• [やってみよう]:
酒皺の最新治療についての文章のうち、「酒皺の原因・遺伝的背景」から「ステロイド、毛包虫で悪化することも、分子細胞学的に示されています。」までの部分を、一字も変えずにそのまま書き写してください。

• [文書の抜粋]:
================================
酒皺(しゅさ)の最新治療について
↑の記事で酒皺(しゅさ)の基本的な説明をしていますが、今回はその最新治療についての情報です。
酒皺の原因・遺伝的背景
酒皺の原因は不明ですが、遺伝的な背景も関与していると考えられています。酒皺が日本の皮膚科診療においてあまりしっかり診断されにくい理由のひとつに、基本的に肌の白い欧米人に多い疾患だからということがあります。メラニン合成に関する遺伝子、炎症に関する遺伝子、アトピー素因、などの関連性が示唆されています。
酒皺皮膚では活性酸素の活性が高い
酒皺皮膚では、活性酸素種の活性が高いことがわかっています。紫外線でも活性酸素が産生され、原因として紫外線を含む環境因子が示唆されていることとも関連します。またそれは炎症性物質との関連もあります。
ステロイド、毛包虫で悪化することも、分子細胞学的に示されています。
酒皺の最新治療
活性酸素に対抗できる作用のある、メトロニダゾール(ロゼックスゲル)という外用薬が2022年5月に保険適用となりました。ロゼックスゲルは、ガン性皮膚潰瘍部位の殺菌・臭気の軽減を目的とする使用では、2014年12月から販売承認が得られていました。
これまで、口囲皮膚炎などと誤診されステロイドを処方され、それにより症状が悪化していたケースも多かった酒皺ですが、新しく治療薬としてメトロニダゾール外用薬が増え、今後の適切な診療があらためて望まれています。
ちなみに、欧米では1980年代から酒皺の標準治療薬としてメトロにダゾールは使用されています。
================================
• [データ]:
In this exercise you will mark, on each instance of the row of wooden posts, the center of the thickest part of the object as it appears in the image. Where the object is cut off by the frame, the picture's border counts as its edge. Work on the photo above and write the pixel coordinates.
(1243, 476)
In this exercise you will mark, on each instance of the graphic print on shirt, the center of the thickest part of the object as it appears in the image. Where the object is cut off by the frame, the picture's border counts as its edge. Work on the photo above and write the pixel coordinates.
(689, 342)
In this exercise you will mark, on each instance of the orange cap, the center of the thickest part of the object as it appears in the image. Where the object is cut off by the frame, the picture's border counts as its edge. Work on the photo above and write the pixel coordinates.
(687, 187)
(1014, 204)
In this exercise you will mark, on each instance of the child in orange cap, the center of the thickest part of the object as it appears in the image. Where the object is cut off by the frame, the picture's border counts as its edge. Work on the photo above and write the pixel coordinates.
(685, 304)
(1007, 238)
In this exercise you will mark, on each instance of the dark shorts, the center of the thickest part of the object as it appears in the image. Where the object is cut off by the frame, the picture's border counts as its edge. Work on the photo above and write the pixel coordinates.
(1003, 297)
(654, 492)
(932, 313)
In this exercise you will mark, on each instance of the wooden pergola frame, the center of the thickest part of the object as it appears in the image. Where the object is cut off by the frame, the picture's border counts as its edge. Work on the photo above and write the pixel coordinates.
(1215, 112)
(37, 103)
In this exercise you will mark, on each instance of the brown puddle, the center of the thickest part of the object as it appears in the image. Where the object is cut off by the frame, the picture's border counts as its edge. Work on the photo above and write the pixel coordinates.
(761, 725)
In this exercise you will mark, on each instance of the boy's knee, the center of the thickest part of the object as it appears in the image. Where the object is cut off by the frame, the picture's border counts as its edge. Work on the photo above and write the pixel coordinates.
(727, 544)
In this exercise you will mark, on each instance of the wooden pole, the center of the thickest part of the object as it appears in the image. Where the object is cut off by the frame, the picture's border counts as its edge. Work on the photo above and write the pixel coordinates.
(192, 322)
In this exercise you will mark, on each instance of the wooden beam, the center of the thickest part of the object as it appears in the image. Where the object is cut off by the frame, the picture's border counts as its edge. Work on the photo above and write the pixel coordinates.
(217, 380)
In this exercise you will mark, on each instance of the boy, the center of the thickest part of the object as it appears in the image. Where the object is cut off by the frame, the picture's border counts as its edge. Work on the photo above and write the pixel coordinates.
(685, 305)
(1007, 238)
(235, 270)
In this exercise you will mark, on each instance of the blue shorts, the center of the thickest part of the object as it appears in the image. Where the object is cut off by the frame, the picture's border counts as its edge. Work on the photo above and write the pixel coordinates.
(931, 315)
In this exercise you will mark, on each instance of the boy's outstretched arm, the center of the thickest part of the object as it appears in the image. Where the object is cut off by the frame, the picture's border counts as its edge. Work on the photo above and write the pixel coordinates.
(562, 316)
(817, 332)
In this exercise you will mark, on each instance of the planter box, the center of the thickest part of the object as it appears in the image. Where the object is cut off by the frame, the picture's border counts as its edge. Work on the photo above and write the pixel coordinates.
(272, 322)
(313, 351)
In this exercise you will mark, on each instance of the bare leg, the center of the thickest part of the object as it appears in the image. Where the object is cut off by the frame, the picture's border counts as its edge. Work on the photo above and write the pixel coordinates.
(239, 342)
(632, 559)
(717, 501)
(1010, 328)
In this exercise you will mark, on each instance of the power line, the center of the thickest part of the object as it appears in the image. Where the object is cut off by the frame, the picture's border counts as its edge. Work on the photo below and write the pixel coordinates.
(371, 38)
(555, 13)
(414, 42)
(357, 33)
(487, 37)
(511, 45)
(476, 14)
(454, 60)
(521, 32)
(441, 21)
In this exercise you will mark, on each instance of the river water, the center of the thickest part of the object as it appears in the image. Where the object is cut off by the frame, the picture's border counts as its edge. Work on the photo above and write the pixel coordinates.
================================
• [解答]:
酒皺の原因・遺伝的背景
酒皺の原因は不明ですが、遺伝的な背景も関与していると考えられています。酒皺が日本の皮膚科診療においてあまりしっかり診断されにくい理由のひとつに、基本的に肌の白い欧米人に多い疾患だからということがあります。メラニン合成に関する遺伝子、炎症に関する遺伝子、アトピー素因、などの関連性が示唆されています。
酒皺皮膚では活性酸素の活性が高い
酒皺皮膚では、活性酸素種の活性が高いことがわかっています。紫外線でも活性酸素が産生され、原因として紫外線を含む環境因子が示唆されていることとも関連します。またそれは炎症性物質との関連もあります。
ステロイド、毛包虫で悪化することも、分子細胞学的に示されています。